(Task material begins)
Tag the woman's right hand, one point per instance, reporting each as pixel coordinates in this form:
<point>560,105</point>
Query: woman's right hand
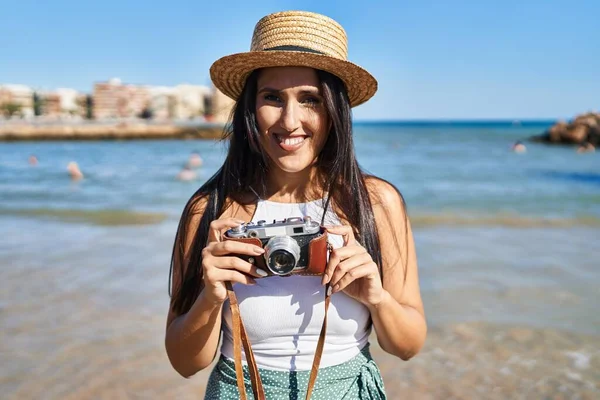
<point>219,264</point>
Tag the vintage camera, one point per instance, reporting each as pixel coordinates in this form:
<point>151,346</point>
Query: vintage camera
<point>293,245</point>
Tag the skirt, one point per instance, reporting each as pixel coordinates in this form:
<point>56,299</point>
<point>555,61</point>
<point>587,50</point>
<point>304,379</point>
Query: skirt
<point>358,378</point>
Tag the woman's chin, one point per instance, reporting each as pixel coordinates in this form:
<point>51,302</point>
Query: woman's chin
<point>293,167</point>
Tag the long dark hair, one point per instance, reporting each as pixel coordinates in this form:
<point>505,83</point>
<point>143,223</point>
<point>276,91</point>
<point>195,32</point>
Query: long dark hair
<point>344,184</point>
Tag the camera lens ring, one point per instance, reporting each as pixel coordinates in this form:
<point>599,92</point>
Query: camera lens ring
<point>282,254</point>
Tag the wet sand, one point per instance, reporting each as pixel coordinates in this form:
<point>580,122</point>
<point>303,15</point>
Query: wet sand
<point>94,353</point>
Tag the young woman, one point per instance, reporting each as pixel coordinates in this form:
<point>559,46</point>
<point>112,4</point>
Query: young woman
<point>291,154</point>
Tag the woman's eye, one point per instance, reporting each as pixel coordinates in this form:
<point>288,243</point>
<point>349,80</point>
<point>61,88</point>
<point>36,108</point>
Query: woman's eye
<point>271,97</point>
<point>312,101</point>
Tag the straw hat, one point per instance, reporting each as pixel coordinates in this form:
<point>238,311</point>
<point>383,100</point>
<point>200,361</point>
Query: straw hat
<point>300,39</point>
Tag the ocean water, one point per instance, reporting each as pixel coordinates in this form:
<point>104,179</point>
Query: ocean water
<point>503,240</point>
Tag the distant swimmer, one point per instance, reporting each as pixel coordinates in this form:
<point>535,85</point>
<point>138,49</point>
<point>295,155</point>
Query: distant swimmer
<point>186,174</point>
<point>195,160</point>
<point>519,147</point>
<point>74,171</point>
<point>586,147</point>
(Task material ends)
(Task material begins)
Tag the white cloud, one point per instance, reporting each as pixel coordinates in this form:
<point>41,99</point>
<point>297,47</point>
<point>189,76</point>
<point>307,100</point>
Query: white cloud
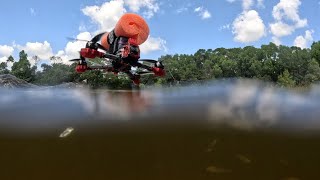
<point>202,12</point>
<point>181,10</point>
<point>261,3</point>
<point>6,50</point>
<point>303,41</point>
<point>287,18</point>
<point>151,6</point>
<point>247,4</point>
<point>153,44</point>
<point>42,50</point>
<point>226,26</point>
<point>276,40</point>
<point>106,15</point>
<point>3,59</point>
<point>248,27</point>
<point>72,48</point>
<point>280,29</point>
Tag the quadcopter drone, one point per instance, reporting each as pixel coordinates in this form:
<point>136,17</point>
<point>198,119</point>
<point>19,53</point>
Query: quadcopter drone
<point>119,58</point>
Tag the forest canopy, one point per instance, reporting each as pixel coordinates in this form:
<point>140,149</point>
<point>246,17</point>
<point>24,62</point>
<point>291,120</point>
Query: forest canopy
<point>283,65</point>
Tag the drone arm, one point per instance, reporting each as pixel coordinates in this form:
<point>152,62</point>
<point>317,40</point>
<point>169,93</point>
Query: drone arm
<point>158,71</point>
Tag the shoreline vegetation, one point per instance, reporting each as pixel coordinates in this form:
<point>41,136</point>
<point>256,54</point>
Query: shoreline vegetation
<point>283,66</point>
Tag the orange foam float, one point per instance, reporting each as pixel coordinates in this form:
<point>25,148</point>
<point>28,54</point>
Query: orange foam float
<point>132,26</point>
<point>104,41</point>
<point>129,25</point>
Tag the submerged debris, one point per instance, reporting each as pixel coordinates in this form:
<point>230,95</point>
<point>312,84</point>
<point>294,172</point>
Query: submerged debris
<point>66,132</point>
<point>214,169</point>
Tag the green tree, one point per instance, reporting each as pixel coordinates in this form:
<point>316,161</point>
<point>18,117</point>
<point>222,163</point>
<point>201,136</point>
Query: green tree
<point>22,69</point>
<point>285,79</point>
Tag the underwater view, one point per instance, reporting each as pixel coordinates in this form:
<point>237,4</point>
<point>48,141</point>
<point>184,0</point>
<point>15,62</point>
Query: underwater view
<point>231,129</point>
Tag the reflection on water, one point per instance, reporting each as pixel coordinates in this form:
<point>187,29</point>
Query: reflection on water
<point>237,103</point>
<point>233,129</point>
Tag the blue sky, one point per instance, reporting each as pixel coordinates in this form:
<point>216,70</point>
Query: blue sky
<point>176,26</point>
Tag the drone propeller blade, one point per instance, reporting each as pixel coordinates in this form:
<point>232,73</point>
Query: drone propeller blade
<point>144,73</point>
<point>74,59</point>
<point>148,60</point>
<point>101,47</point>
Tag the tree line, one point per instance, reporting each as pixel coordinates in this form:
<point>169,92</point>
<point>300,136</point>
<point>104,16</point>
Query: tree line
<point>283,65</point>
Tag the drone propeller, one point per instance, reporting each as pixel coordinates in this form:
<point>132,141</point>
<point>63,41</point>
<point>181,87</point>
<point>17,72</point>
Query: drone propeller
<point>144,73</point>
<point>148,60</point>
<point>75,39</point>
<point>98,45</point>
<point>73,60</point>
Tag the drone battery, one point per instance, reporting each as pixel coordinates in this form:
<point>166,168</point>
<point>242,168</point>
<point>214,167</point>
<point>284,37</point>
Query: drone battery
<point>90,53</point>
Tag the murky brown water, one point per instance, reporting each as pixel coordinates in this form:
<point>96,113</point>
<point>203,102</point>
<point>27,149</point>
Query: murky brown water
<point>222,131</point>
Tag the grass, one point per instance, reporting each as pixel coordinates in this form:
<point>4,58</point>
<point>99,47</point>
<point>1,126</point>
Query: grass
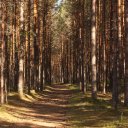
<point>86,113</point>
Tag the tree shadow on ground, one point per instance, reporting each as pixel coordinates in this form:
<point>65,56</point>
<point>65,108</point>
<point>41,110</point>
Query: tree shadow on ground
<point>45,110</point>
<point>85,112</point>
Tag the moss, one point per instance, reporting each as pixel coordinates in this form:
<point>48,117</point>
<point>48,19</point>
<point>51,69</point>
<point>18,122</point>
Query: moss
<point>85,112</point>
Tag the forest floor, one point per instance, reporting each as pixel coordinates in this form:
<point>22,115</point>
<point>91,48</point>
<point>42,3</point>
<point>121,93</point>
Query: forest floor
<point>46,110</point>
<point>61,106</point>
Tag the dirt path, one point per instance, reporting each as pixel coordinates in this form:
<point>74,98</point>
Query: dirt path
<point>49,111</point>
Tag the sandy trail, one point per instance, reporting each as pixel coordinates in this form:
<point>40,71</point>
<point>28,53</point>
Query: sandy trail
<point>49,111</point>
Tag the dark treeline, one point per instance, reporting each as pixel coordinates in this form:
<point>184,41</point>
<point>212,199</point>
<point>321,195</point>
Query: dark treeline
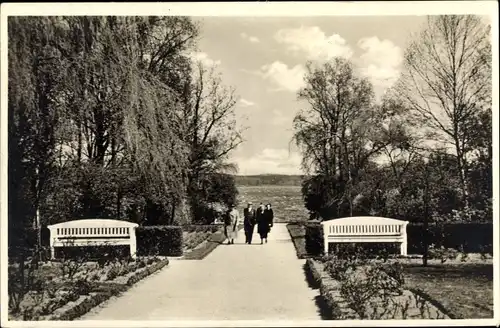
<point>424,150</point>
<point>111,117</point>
(Task material ends)
Transcribe the records above from the line holding "Tag the vintage" down to the line holding "<point>195,32</point>", inclusive, without adding anything.

Answer to this exercise:
Tag the vintage camera, one point per instance, reporting each as pixel coordinates in this form:
<point>151,346</point>
Query: vintage camera
<point>293,245</point>
Tag the skirt, one point per instance, reporting each as pixel coordinates in this form:
<point>56,299</point>
<point>555,61</point>
<point>587,50</point>
<point>304,379</point>
Query: skirt
<point>358,378</point>
Tag the woman's chin, one point per instance, reporting each as pixel coordinates in this form:
<point>51,302</point>
Query: woman's chin
<point>293,167</point>
Tag the long dark hair, one point per instance, reporting each as pixel coordinates in this form:
<point>505,83</point>
<point>143,223</point>
<point>276,91</point>
<point>195,32</point>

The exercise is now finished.